→ GIVEN PROBLEM:
Format the rows below as a Markdown table with columns named No. and Line, one numbered line per table row, skipping blank lines. Leave the pictures out.

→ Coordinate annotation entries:

⟨

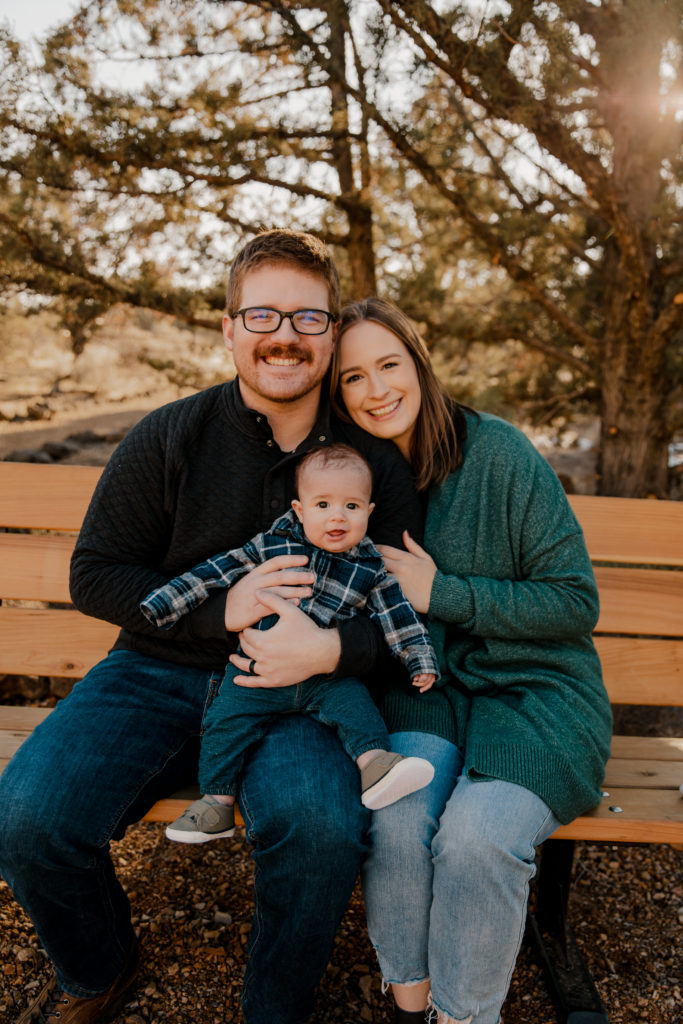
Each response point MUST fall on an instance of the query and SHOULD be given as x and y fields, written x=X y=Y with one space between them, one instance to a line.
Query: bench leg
x=566 y=974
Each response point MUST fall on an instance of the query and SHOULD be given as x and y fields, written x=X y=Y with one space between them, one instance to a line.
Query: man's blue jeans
x=127 y=735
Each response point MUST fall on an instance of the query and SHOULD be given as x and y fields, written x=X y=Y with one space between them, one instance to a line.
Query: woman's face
x=379 y=383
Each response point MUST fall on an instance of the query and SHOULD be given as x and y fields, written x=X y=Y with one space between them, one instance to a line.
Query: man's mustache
x=278 y=351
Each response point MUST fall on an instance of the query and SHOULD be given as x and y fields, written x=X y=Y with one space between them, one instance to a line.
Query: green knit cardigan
x=512 y=608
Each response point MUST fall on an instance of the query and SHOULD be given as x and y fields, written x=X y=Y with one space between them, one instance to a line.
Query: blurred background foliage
x=509 y=173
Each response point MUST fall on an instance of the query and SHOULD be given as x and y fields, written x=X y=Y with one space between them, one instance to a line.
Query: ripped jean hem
x=439 y=1016
x=387 y=982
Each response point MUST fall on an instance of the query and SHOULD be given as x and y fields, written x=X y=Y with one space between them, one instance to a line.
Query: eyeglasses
x=263 y=320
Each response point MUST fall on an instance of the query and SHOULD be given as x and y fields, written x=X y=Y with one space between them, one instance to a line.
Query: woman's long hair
x=440 y=428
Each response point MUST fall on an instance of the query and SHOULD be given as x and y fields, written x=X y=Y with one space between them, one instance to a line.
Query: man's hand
x=279 y=576
x=414 y=569
x=424 y=681
x=290 y=651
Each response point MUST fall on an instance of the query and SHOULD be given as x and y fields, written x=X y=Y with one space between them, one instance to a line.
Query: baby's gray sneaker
x=203 y=821
x=390 y=776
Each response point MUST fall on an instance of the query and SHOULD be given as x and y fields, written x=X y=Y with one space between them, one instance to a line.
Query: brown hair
x=281 y=245
x=332 y=455
x=440 y=428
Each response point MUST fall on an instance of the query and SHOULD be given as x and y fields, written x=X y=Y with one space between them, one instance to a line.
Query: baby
x=328 y=523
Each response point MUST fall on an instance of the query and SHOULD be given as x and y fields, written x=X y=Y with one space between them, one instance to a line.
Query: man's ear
x=228 y=327
x=296 y=505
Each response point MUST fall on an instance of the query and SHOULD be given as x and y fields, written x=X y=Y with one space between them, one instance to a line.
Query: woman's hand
x=279 y=576
x=414 y=569
x=290 y=651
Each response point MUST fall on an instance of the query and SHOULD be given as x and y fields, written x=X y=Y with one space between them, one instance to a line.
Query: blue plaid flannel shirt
x=346 y=583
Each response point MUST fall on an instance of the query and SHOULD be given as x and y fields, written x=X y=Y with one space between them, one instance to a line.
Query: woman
x=518 y=728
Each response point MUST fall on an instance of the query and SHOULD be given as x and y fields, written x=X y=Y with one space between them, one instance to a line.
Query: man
x=201 y=475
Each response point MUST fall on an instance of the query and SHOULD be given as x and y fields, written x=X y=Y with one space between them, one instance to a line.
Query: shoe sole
x=406 y=777
x=194 y=838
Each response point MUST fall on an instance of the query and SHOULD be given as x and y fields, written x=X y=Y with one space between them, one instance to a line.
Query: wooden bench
x=637 y=549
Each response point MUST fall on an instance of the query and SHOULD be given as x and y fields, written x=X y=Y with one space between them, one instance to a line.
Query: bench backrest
x=636 y=546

⟩

→ WORKED SOLUTION:
| No. | Line |
|---|---|
| 1 | Each response point MUST fall on an instance of the query and SHOULD be given as x and y fields, written x=X y=Y with one space between them, one instance to a line. |
| 2 | Query: bench leg |
| 3 | x=566 y=974 |
| 4 | Each response point MUST fall on an instance of the query and SHOULD be given as x and y fields, written x=X y=Y with one space between them, one instance to a line. |
| 5 | Query: man's blue jeans |
| 6 | x=127 y=735 |
| 7 | Each response point MUST fall on an instance of the query and SHOULD be given as x and y fields, written x=X y=Y with one space between them, one instance to a line. |
| 8 | Query: woman's face |
| 9 | x=379 y=383 |
| 10 | Each response point MUST fall on an instance of the query and SHOULD be given as x and y fields, written x=X y=Y with one space between them, one instance to a line. |
| 11 | Query: man's mustache |
| 12 | x=278 y=351 |
| 13 | Each response point MUST fall on an instance of the query and SHOULD be given as x and y fields, written x=X y=Y with one space between them, one instance to a line. |
| 14 | Query: green knit cardigan |
| 15 | x=512 y=608 |
| 16 | Each response point MUST fall on an instance of the query and SHOULD be given as x and y fields, written x=X y=Y with one space between them, one instance to a line. |
| 17 | Query: blurred background foliage |
| 18 | x=509 y=173 |
| 19 | Each response point MUST fall on an instance of the query and SHOULD be given as x and y fields, written x=X y=Y with one space between them, one instance to a line. |
| 20 | Query: ripped jean hem |
| 21 | x=439 y=1016 |
| 22 | x=387 y=982 |
| 23 | Each response point MUST fall on an instance of the query and SHOULD be given as x and y fields, written x=X y=Y with one space between them, one instance to a line. |
| 24 | Query: eyeglasses |
| 25 | x=263 y=320 |
| 26 | Each response point MUST fall on an instance of the query and SHOULD be given as x and y fields, written x=X y=Y with one space between them, one instance to a line. |
| 27 | Query: woman's long hair |
| 28 | x=440 y=428 |
| 29 | Each response point MUST fall on an instance of the query and SHOULD be given as x and y fields, written x=X y=Y with one space between them, one instance to a line. |
| 30 | Query: man's hand |
| 31 | x=279 y=576 |
| 32 | x=414 y=569 |
| 33 | x=424 y=681 |
| 34 | x=290 y=651 |
| 35 | Each response point MUST fall on an instance of the query and SHOULD be given as x and y fields, written x=X y=Y with one space between them, one instance to a line. |
| 36 | Query: baby's gray sneaker |
| 37 | x=203 y=821 |
| 38 | x=390 y=776 |
| 39 | Each response point MUST fall on an instance of the query and SHOULD be given as x and y fields, written x=X y=Y with one space between them, one instance to a line. |
| 40 | Query: brown hair |
| 41 | x=281 y=245 |
| 42 | x=332 y=455 |
| 43 | x=440 y=428 |
| 44 | Each response point MUST fall on an instance of the query and SHOULD be given as x and y fields, written x=X y=Y with one space between them, one instance to a line. |
| 45 | Query: baby |
| 46 | x=328 y=523 |
| 47 | Each response point MUST fall on an instance of the query and SHOULD be given as x and y fields, written x=X y=Y with one space between them, one instance to a line. |
| 48 | Query: man's ear |
| 49 | x=228 y=327 |
| 50 | x=296 y=505 |
| 51 | Each response point MUST fall on an instance of the query and SHOULD be given as x and y fields, written x=X y=Y with one space between them, one instance to a line. |
| 52 | Query: woman's hand |
| 53 | x=279 y=576 |
| 54 | x=414 y=569 |
| 55 | x=290 y=651 |
| 56 | Each response point MUST fall on an instance of the query and SHOULD be given as x and y fields, written x=X y=Y with one space between them, one instance to a line. |
| 57 | Query: blue plaid flannel shirt |
| 58 | x=346 y=583 |
| 59 | Each response point MUST fall on an instance of the query and SHOULD be given as x and y fields, written x=X y=Y with one space between them, one instance to a line. |
| 60 | Query: woman |
| 61 | x=518 y=728 |
| 62 | Each response point MUST fall on an instance of the query and SHOULD be given as x and y fields, written x=X y=Y with one space between them, one instance to a line. |
| 63 | Query: man |
| 64 | x=201 y=475 |
| 65 | Each response point MUST fall on an instance of the query and SHOULD be given as x and y fields, written x=X y=Y with one space between them, one instance to a line. |
| 66 | Query: shoe sole |
| 67 | x=406 y=777 |
| 68 | x=194 y=838 |
| 69 | Each response point MUST fall on an instance of the query and SHOULD be given as x and y fields, written x=X y=Y with one space between them, one instance to a line. |
| 70 | Query: wooden bench |
| 71 | x=637 y=549 |
| 72 | Each response point MUST fall on an instance of the query and SHOULD be given as x and y fields, written x=X y=Y with one space between them, one instance to a line. |
| 73 | Query: bench backrest |
| 74 | x=636 y=546 |